[BEGIN Source records]

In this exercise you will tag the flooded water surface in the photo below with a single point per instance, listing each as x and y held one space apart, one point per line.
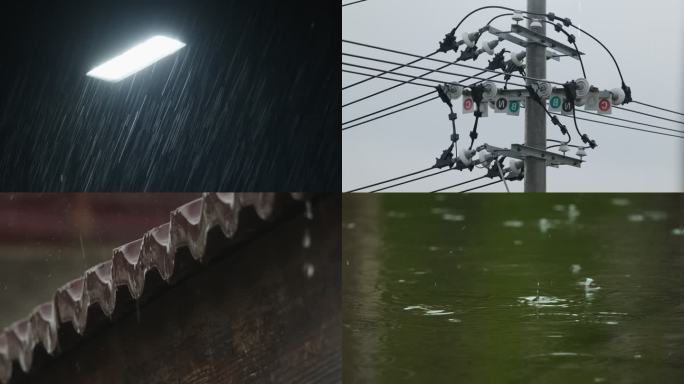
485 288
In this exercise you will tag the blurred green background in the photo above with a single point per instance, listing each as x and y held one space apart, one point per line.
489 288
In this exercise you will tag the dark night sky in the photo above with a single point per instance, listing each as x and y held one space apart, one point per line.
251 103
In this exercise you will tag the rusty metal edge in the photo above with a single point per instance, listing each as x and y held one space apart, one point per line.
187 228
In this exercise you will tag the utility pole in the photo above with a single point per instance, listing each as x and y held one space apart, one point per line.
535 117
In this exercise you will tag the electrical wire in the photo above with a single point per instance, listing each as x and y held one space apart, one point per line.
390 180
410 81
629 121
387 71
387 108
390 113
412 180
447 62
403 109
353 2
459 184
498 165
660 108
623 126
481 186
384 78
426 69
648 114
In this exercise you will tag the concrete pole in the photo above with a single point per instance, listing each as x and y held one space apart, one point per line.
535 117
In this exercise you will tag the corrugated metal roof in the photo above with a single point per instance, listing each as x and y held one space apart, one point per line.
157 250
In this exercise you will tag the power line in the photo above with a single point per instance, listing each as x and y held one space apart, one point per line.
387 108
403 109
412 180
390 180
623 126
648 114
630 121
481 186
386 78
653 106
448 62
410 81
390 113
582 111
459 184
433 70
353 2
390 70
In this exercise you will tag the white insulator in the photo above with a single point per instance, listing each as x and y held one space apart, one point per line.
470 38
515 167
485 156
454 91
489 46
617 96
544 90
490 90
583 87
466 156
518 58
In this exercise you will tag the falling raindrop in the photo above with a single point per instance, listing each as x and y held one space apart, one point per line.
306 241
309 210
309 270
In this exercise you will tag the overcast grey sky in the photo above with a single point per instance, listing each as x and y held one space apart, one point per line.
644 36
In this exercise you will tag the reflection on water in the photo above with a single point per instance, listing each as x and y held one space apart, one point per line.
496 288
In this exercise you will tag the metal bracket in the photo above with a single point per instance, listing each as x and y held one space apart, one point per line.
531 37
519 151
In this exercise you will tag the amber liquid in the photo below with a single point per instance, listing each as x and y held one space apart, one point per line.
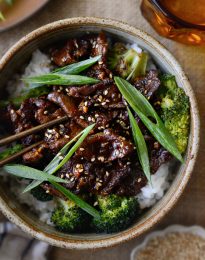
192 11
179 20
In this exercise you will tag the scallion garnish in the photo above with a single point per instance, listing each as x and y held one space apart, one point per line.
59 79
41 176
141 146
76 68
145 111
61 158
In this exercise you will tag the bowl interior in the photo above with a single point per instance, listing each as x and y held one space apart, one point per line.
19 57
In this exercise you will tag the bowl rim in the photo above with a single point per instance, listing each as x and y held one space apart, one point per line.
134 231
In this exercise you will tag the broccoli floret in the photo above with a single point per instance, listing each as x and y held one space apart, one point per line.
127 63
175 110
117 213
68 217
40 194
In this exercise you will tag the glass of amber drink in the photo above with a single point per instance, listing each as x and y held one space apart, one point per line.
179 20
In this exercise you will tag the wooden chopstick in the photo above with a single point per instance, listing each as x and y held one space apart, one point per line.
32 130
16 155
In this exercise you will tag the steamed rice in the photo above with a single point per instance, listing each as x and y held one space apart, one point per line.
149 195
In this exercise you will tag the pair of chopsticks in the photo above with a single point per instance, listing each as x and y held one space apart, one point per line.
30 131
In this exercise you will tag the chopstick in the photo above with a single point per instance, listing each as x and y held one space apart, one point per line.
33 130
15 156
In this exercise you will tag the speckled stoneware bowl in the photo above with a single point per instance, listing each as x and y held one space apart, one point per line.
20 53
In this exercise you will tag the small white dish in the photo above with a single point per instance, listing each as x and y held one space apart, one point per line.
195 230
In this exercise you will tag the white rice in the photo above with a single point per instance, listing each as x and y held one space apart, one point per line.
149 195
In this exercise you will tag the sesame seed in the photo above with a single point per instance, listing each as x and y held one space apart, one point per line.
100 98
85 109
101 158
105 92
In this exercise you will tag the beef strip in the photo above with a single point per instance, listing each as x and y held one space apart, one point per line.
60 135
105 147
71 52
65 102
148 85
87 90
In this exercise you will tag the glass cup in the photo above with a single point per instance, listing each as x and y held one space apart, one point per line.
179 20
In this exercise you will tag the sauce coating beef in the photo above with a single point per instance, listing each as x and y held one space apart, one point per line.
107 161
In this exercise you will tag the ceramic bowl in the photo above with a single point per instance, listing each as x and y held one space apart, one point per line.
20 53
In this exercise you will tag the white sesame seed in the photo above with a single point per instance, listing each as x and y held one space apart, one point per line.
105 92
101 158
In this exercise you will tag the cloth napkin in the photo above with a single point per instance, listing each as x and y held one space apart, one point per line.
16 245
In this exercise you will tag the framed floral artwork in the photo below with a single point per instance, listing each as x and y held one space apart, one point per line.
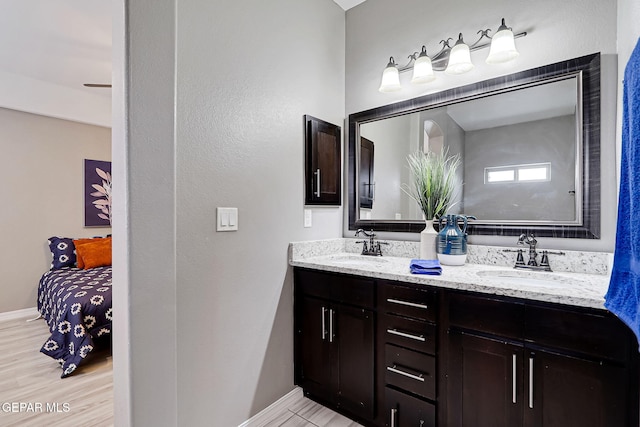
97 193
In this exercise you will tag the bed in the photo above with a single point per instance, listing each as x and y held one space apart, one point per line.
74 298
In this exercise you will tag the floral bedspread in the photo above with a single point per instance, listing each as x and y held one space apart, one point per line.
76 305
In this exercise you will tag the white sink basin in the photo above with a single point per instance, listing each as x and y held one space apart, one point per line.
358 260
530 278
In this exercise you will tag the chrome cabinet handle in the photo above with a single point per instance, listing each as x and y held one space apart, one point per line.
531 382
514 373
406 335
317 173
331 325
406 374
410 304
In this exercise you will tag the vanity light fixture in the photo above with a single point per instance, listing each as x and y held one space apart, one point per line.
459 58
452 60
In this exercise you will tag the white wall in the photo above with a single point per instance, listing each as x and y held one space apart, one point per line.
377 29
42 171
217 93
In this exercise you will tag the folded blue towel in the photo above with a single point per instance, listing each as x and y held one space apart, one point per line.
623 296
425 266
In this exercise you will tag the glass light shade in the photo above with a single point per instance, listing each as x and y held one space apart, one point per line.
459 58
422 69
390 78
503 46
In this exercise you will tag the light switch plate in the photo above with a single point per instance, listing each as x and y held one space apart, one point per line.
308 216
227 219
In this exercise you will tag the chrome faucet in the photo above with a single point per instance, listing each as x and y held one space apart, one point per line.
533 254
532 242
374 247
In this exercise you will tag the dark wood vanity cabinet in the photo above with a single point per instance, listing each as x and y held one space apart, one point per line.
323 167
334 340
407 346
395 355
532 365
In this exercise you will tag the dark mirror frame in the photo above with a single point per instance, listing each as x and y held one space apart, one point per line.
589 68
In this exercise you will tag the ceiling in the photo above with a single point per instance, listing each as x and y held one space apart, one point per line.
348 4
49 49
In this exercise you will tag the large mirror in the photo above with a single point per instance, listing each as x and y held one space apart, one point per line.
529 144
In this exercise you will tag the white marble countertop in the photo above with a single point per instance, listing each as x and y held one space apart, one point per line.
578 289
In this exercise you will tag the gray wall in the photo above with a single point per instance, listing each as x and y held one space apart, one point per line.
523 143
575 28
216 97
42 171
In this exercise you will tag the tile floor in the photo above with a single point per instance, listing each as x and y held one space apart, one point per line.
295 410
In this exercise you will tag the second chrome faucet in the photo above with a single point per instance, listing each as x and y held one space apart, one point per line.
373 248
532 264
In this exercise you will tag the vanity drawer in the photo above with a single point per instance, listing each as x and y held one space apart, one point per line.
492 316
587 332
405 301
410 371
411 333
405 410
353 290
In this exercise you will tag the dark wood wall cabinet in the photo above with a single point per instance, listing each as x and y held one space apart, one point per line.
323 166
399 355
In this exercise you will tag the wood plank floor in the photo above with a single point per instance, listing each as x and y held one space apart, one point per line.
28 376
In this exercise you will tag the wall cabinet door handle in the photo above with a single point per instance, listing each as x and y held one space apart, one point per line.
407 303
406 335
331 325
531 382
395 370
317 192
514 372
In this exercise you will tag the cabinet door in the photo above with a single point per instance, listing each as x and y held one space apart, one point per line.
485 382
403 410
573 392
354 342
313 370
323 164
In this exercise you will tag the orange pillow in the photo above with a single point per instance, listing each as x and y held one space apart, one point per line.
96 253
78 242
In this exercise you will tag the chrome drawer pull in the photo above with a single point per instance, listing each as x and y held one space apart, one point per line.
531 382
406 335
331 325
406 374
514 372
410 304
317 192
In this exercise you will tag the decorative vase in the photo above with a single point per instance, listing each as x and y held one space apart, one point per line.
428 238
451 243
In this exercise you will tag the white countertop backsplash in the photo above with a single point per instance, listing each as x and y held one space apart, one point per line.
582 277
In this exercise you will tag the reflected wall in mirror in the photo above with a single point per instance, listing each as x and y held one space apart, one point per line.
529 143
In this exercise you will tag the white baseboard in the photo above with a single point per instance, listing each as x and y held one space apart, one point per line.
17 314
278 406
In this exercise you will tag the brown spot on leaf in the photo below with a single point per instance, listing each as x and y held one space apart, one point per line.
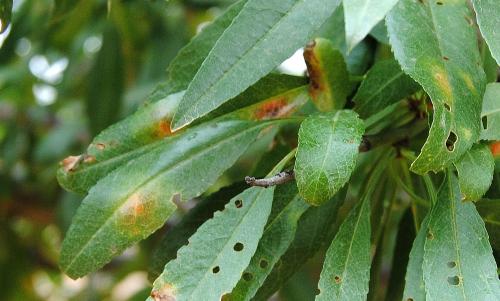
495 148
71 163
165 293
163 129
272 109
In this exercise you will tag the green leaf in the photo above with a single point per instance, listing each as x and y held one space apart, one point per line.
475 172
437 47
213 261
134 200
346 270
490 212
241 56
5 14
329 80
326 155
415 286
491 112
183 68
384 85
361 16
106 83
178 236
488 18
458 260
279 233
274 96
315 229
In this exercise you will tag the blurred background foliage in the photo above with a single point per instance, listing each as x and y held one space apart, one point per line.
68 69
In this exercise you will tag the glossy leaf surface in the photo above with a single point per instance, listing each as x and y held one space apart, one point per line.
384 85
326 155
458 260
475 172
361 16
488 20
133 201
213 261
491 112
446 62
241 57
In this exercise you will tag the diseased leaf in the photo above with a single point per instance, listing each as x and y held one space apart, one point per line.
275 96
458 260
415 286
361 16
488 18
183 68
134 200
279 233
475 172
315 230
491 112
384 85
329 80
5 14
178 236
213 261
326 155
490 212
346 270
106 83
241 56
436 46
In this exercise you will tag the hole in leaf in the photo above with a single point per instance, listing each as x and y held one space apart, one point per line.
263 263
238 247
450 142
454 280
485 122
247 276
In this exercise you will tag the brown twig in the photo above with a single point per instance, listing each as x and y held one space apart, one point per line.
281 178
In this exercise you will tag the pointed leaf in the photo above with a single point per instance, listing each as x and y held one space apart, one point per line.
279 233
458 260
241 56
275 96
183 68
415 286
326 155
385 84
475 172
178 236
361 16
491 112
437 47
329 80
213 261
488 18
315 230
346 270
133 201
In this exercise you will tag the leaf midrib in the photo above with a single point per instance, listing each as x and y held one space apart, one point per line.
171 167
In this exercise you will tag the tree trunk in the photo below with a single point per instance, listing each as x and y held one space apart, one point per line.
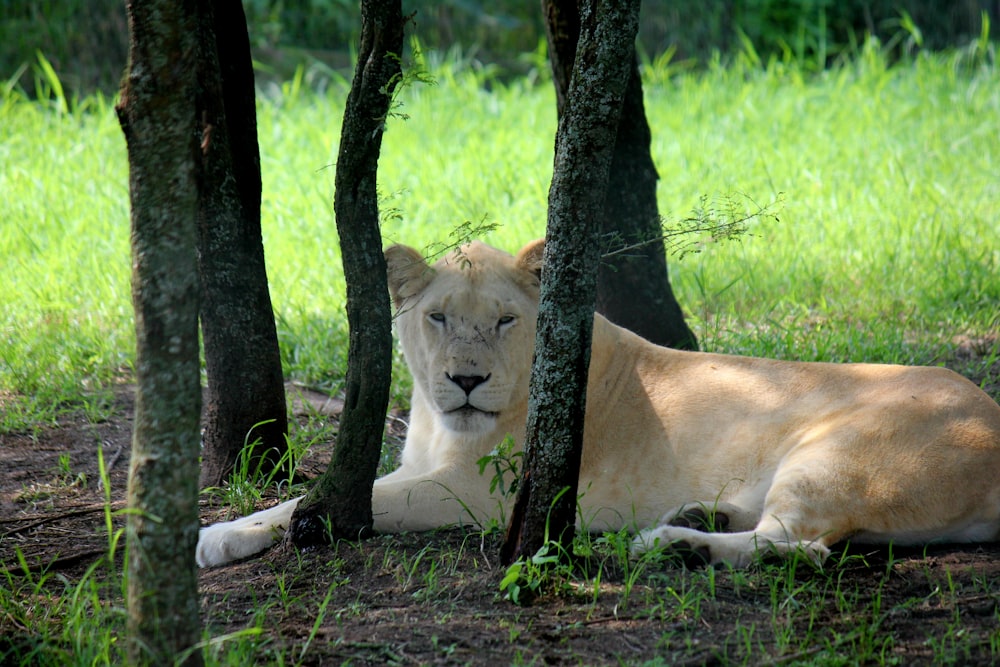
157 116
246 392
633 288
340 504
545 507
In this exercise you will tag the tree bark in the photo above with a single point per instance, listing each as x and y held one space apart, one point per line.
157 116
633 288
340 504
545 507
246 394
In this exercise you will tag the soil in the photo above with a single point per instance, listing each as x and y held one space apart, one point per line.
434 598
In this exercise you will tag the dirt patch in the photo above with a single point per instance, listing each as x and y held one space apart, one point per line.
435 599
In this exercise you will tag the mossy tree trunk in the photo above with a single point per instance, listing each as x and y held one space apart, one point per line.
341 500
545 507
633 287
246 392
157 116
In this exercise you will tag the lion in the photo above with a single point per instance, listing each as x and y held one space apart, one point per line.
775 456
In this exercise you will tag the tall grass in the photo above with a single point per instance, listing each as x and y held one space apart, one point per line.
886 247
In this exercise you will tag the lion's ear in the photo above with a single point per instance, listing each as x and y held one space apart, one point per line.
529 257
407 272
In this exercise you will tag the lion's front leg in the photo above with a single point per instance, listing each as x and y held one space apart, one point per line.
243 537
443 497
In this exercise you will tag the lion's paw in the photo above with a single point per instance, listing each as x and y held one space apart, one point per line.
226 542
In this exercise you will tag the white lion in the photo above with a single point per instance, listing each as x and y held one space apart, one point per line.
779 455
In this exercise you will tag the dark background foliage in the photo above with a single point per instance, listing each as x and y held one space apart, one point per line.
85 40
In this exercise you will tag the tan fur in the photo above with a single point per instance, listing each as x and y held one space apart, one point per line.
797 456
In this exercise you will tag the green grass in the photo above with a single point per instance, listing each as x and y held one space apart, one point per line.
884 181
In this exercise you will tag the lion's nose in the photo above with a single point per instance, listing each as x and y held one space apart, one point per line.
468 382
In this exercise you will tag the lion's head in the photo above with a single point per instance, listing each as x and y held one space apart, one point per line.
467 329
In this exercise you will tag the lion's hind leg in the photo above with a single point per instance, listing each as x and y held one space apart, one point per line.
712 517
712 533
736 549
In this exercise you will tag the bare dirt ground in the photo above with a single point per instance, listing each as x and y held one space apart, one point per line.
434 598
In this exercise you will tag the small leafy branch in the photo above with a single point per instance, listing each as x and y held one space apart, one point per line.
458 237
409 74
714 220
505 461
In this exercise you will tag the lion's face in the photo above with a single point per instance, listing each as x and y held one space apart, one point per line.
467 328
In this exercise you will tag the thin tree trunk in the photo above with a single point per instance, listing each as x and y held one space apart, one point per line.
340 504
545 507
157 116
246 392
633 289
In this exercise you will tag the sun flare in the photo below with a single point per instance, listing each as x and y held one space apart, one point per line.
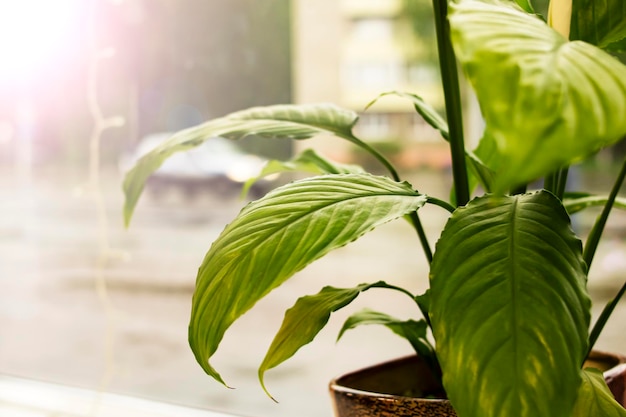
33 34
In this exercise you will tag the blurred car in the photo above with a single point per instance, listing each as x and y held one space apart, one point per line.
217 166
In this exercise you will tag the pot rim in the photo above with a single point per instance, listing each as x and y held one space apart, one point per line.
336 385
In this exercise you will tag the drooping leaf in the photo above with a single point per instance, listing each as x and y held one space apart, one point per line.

[END Source records]

Extract exactly the lines above from the line containing "In this exercise you will tag the small leafy" through the last one, both ends included, but not the pictures.

In this exercise you will tag the small leafy branch in the photo above with a single point per instance, listing each as x and y held one space apart, one point per line.
458 237
409 74
714 220
505 461
In this exercise you will tag the lion's face in the photo above with a single point per instance, listing each as x and y held one space apart, one point per line.
467 328
In this exercise you will tag the thin tree trunk in the photo above with a single point per instance, listing each as x and y held one space apart, one point per line.
340 504
545 507
157 116
246 392
633 289
In this exercise you will tag the sun flare in the photo below with a single point per instance, listing each as x and y held one space apart, one point per line.
33 34
In this exercise you will tag the blurred car in the photo above with a single point per instance, listing each as x and y held one space apart, one point per line.
217 166
In this exercise you will tag the pot rim in the photo above with a single point per instance, listing each as x and y held one space apart, one point per line.
336 385
In this exercise you will tag the drooping leaf in the photo above with a single point per instance, listing each as x and y held one space apart, one point per line.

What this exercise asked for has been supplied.